- **QUOTED PASSAGE**
Super Cat Is Not Dead: “He Has Nine Lives”
Jimmy Thomas, veteran sound system operator and a member of Super Cat’s touring team, is rubbishing claims that the Don Dadda had passed away yesterday, jokingly reminding fans that the singer has nine lives.
“Cat is alright, him say him have nine lives, him no dead,” Thomas, who is the owner of the Jimmy Foundation sound and the architect who runs Super Cat’s dubplate programs, told DancehallMag.
The rumor was triggered by a social media post featuring photos of the Dancehall star with his song, Rude Boy, playing in the background.
“Is just someone seeking fame or likes, they put it up. We (Cat, his manager) were in Canada, we’re leaving today. We had a show over the weekend with Teejay, Vershon and Ishawna. We’re coming back to Canada for Caribana on August 5th. Super Cat is well alright,” Thomas said.
Thomas said he would be meeting up with Super Cat in New York later this week.
In 2012, a similar rumor surfaced that Super Cat had been shot and killed in a robbery. In a radio interview, he explained the bizarre series of events after Fox 5 reported that he had died.

- **TO DO**
1 > Answer these questions about the Super Cat article, one line each:
(a) What sound does Jimmy Thomas own?
(b) What song played in the background of the social media post that started the rumor?
(c) In what year did a similar rumor surface?
2 > Rewrite the Super Cat article from "Super Cat Is Not" up to and including "has nine lives.", replacing "singer" with "artist".
3 > List every person the Super Cat article names.

- **DATA BLOCK**
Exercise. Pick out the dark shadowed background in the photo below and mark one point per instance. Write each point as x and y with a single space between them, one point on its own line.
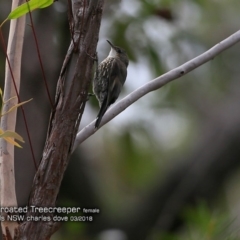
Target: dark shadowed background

- **WRITTEN RESPONSES**
1 >
(a) The Jimmy Foundation sound
(b) Rude Boy
(c) 2012

2 >
Super Cat Is Not Dead: “He Has Nine Lives”
Jimmy Thomas, veteran sound system operator and a member of Super Cat’s touring team, is rubbishing claims that the Don Dadda had passed away yesterday, jokingly reminding fans that the artist has nine lives.

3 >
Jimmy Thomas
Super Cat
Teejay
Vershon
Ishawna